▸ RECORDS SUPPLIED
════════════════

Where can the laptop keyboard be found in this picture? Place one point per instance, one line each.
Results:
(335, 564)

════════════════

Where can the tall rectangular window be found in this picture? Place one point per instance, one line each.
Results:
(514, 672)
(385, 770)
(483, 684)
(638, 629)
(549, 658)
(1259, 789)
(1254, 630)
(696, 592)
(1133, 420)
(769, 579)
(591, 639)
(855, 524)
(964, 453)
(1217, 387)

════════════════

▸ PROBLEM TO WORK ON
Rewrite everything from the line containing "Where can the tall" down to the line containing "(1217, 387)", both included, as a numbered list, leaving out any blank lines.

▸ WRITTEN RESPONSE
1. Where can the tall rectangular window be found in this picture? Place one point per instance, one line each.
2. Results:
3. (514, 672)
4. (385, 770)
5. (483, 684)
6. (638, 629)
7. (549, 658)
8. (1259, 789)
9. (1254, 630)
10. (696, 592)
11. (1133, 420)
12. (769, 579)
13. (591, 639)
14. (855, 524)
15. (964, 453)
16. (1217, 387)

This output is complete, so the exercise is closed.